## PROVIDED RECORDS
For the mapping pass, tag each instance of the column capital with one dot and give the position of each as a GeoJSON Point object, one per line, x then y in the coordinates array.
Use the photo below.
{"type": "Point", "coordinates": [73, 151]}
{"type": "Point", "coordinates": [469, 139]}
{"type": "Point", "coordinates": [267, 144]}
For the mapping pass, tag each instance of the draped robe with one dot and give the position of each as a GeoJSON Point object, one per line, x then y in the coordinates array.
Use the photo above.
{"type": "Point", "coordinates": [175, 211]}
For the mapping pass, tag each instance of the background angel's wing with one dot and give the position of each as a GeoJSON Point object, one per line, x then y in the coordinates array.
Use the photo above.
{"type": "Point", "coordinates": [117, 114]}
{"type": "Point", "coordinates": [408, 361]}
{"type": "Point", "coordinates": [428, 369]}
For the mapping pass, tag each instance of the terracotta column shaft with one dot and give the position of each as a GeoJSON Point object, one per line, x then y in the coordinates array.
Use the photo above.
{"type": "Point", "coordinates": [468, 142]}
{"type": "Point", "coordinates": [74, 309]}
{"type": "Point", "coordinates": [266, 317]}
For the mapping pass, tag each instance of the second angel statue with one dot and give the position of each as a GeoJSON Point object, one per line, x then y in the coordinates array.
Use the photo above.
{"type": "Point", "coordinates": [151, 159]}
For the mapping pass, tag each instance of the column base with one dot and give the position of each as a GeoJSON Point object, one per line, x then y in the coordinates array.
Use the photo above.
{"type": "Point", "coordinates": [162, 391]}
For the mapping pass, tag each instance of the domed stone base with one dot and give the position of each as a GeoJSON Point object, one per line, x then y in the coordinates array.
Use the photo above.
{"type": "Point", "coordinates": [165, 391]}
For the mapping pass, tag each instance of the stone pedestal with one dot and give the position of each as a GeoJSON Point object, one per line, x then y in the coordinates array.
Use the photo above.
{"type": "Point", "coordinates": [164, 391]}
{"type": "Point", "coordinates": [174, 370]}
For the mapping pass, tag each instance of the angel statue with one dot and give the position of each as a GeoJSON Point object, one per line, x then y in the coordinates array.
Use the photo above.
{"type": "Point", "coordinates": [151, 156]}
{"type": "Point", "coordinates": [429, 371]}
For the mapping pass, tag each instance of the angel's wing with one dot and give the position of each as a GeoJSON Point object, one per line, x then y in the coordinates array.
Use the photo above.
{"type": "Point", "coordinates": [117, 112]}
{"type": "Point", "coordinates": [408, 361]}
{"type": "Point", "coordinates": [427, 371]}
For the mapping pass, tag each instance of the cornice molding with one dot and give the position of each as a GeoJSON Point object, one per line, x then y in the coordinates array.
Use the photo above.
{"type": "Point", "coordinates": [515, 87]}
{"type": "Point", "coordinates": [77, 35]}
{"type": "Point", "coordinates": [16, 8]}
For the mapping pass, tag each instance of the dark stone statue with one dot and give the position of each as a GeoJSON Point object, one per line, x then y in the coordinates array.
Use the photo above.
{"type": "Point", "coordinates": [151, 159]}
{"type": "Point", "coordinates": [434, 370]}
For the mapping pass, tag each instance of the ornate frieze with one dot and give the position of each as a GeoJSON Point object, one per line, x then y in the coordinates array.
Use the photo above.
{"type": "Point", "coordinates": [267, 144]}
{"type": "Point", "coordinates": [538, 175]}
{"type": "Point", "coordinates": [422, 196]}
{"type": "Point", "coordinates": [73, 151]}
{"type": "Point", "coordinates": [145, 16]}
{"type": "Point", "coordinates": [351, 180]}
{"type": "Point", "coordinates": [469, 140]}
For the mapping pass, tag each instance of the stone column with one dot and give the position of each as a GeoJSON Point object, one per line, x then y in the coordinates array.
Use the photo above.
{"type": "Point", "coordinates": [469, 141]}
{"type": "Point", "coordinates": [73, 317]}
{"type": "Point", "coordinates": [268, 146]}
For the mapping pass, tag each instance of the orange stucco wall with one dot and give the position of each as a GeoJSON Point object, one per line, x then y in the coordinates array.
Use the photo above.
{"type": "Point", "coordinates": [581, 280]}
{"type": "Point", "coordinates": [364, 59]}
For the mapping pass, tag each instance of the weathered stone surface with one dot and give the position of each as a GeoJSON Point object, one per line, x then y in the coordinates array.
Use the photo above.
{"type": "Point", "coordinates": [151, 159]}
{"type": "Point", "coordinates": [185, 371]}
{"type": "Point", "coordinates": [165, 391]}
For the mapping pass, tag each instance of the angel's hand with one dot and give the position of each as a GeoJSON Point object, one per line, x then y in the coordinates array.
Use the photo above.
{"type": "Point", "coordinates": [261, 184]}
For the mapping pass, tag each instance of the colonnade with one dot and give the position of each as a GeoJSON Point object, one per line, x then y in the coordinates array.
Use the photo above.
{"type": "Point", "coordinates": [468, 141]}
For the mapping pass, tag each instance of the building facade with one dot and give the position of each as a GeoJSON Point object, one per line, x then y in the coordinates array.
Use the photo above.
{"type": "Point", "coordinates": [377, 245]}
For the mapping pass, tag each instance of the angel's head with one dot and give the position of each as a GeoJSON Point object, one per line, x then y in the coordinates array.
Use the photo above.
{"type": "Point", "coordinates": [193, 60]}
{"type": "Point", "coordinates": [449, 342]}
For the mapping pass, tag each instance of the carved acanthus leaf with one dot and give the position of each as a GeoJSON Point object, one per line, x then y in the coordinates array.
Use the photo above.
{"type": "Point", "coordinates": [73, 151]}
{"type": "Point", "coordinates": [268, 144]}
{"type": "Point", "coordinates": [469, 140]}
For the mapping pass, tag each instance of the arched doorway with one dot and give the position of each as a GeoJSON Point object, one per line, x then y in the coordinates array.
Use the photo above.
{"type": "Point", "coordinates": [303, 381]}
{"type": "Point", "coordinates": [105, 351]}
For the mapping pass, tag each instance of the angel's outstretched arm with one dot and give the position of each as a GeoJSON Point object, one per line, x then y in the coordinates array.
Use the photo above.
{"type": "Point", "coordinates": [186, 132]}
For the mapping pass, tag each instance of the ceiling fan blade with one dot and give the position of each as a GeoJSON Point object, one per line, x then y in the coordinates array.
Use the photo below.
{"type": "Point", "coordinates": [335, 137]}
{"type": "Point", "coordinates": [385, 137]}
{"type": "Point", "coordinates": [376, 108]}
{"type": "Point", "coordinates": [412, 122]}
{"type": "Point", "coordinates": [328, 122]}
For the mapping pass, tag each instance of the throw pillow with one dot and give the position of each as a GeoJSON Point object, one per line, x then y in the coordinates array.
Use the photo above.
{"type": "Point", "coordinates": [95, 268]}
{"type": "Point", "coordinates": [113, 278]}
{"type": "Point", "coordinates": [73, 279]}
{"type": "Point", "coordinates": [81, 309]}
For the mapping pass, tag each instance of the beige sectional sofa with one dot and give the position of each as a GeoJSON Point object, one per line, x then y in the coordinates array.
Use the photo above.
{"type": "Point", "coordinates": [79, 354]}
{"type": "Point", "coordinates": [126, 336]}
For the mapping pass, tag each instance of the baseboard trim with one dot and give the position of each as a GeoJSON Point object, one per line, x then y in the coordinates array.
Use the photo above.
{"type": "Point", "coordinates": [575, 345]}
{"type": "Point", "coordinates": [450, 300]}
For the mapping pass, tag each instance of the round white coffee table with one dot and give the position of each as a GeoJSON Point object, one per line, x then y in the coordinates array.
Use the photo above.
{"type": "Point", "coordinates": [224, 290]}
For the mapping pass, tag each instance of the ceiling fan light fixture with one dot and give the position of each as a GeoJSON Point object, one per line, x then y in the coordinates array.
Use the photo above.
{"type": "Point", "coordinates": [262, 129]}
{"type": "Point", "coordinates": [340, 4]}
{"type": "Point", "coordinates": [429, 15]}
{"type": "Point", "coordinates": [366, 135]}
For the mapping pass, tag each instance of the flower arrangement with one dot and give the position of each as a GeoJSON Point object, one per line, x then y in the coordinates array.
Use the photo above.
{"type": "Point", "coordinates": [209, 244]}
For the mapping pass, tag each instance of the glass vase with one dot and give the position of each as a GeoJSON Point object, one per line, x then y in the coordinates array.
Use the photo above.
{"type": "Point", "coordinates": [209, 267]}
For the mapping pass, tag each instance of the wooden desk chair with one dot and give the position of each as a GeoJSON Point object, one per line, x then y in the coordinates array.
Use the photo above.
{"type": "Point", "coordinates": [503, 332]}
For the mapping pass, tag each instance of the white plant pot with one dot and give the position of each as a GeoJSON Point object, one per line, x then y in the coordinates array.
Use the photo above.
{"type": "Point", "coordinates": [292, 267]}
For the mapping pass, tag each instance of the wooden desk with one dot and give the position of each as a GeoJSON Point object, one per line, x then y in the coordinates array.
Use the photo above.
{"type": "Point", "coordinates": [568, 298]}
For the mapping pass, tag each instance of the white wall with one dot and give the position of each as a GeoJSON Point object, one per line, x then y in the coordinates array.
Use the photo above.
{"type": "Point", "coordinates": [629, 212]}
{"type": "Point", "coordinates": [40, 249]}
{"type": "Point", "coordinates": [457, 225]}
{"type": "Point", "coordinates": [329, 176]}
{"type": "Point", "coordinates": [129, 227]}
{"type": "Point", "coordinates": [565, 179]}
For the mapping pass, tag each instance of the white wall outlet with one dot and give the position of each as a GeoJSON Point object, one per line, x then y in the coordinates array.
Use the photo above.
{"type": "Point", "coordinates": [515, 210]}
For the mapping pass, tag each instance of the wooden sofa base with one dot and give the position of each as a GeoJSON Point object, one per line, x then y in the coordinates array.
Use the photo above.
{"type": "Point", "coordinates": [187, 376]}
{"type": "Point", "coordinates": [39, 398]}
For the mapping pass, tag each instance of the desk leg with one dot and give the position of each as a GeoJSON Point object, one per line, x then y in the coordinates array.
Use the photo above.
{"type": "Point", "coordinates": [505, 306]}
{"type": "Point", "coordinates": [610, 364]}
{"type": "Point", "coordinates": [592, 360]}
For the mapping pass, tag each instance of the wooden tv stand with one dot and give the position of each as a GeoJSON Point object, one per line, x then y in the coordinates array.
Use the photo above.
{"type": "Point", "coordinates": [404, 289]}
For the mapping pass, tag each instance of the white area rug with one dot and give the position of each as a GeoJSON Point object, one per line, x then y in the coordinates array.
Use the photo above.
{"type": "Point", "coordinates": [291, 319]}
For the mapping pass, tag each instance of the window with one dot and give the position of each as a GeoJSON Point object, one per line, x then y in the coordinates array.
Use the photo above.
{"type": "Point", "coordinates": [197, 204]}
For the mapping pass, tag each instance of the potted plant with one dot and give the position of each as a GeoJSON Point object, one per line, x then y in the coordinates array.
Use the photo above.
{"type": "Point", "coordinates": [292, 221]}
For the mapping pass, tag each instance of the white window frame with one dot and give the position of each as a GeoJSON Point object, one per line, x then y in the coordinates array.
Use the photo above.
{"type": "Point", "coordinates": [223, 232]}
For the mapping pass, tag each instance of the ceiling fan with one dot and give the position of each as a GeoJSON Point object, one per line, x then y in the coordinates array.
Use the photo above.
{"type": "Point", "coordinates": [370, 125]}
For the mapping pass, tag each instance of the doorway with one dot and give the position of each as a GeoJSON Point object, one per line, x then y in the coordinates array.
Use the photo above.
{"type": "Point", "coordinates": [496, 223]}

## CHALLENGE
Rescale the records from the line containing "For the mapping pass, tag each instance of the white window" through the end of the records, inclusive, and write out every line again, requests included. Multiply each point coordinate in the answers by 1.25 and round it to a whole number, with halves rounded up.

## RESULT FOR THIS TASK
For the mapping pass, tag each instance of the white window frame with one dot and give the position of each as a GeoJSON Point object, one per line, x then y in the coordinates array.
Use the photo above.
{"type": "Point", "coordinates": [279, 290]}
For the mapping pass, tag each instance of the ceiling fan with one dot and give the position of each as a GeoJSON Point object, one per line, x then y in the coordinates array.
Use the photo above.
{"type": "Point", "coordinates": [463, 156]}
For the mapping pass, tag each instance of the doorway with one dot and give the position of each as a GeoJSON Point object, one per line, x then y in the coordinates array.
Use the photo above.
{"type": "Point", "coordinates": [620, 279]}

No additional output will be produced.